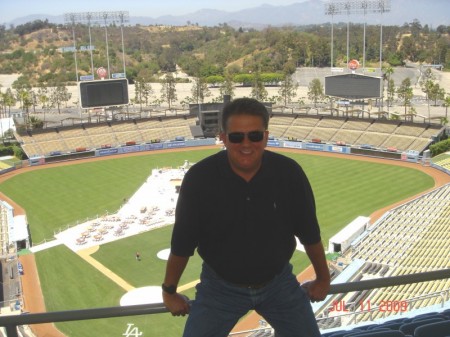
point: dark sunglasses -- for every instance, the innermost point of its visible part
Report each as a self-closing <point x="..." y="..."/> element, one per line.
<point x="238" y="137"/>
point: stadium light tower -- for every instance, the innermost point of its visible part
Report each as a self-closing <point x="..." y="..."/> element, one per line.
<point x="336" y="7"/>
<point x="99" y="18"/>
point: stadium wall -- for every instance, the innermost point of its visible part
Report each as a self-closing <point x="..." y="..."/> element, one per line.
<point x="58" y="157"/>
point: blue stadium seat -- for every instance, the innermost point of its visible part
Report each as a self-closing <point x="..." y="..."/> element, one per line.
<point x="408" y="328"/>
<point x="437" y="329"/>
<point x="344" y="332"/>
<point x="382" y="333"/>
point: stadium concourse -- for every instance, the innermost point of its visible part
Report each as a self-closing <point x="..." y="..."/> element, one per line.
<point x="34" y="301"/>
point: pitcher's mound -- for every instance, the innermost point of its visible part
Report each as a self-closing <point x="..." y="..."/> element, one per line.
<point x="143" y="295"/>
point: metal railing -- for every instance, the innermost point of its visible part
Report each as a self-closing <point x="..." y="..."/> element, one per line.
<point x="13" y="321"/>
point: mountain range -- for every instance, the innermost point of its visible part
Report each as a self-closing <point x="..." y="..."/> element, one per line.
<point x="432" y="13"/>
___
■ THE PROBLEM: Reproduce each line of the entries in which the word "stadium" is found.

■ TASK RESULT:
point: stadium light tower -- for every instance, the innermost point of its visible part
point: stadium wall -- for every instance, the innermost point of its visible part
point: blue stadium seat -- for every instance, the innermost point of its visible part
point: stadium concourse -- for every instance, the innermost point of its visible part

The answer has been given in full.